• [Exercise]
Search the records below for the string "form" and copy each line where it turns up.
[[ Dataset content, beginning ]]
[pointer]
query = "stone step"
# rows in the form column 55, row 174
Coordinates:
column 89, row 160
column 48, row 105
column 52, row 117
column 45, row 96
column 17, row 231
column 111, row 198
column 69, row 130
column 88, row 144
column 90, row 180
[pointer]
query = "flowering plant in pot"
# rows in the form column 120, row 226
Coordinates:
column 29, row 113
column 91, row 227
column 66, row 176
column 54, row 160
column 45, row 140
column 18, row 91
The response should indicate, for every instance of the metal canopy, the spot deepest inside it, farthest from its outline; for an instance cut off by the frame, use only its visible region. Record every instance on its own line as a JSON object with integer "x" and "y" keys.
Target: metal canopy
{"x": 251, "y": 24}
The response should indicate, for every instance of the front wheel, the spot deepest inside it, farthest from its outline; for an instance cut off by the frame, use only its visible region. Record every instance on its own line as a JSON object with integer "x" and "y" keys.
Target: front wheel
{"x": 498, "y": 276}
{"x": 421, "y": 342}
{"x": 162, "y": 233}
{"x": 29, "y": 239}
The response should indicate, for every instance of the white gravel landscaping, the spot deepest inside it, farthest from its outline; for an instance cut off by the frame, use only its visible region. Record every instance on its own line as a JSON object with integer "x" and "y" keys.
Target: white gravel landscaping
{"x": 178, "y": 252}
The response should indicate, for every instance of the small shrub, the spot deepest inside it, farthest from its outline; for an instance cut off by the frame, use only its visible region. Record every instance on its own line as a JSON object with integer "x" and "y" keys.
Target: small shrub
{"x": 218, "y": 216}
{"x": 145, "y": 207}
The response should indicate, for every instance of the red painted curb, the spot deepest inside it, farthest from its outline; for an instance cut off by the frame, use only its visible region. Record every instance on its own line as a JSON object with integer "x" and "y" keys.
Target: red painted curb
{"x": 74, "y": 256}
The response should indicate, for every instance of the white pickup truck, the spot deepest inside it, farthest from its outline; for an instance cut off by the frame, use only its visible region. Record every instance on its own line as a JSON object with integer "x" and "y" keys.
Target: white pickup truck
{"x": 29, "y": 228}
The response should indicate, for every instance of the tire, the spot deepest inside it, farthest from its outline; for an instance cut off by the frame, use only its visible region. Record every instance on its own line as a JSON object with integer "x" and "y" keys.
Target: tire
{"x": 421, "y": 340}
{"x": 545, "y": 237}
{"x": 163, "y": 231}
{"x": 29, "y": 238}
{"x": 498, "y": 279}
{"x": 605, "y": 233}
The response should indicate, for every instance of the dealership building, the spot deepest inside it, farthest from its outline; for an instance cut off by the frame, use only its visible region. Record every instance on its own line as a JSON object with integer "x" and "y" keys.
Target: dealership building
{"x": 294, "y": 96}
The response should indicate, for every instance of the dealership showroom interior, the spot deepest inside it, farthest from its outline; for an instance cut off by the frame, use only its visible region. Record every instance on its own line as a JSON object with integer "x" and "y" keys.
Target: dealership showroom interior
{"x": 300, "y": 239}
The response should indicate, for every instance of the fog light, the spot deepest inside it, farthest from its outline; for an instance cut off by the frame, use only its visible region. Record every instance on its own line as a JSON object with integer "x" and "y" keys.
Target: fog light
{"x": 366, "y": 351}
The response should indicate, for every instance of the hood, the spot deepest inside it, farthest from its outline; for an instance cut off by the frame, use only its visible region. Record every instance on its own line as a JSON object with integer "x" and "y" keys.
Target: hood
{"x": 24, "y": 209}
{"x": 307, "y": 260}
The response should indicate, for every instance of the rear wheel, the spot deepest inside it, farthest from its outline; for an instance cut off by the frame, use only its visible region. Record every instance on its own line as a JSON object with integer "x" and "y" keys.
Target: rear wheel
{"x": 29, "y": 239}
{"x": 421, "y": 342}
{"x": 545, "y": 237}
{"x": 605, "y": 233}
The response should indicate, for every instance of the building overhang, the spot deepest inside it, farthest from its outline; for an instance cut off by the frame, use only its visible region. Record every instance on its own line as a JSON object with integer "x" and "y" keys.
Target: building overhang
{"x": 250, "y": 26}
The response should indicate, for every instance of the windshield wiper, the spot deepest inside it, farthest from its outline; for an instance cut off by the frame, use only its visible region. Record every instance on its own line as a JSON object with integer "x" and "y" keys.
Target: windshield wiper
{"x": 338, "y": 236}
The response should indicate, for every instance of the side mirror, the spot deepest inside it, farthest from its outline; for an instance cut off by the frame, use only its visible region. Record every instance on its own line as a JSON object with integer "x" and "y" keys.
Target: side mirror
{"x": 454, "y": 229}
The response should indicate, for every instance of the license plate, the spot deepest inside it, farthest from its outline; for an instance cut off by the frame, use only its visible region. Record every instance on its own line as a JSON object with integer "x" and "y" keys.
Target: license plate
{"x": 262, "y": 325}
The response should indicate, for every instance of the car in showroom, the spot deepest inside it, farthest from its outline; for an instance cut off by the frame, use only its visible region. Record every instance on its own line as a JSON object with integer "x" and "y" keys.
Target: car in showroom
[[ Dataset content, end ]]
• [Exercise solution]
# rows in the form column 55, row 174
# rows in the form column 120, row 226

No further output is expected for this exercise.